(Referring expression data)

"""

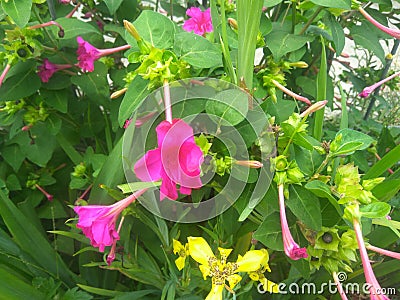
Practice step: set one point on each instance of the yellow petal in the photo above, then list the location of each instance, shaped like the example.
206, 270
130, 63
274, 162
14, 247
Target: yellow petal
199, 250
251, 261
177, 245
224, 252
269, 286
216, 292
180, 262
233, 280
205, 270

"""

=== What the task asks ===
Could you transcribe every entry above exactly, leaving out the images?

=== Your response ===
Practice step: set one point on each instance of the yellow petal in the photo above, then list the location of each instance, shaped like the example.
206, 270
130, 63
274, 162
14, 247
Target: yellow petal
199, 250
251, 261
177, 245
224, 252
269, 286
216, 292
180, 262
233, 280
205, 270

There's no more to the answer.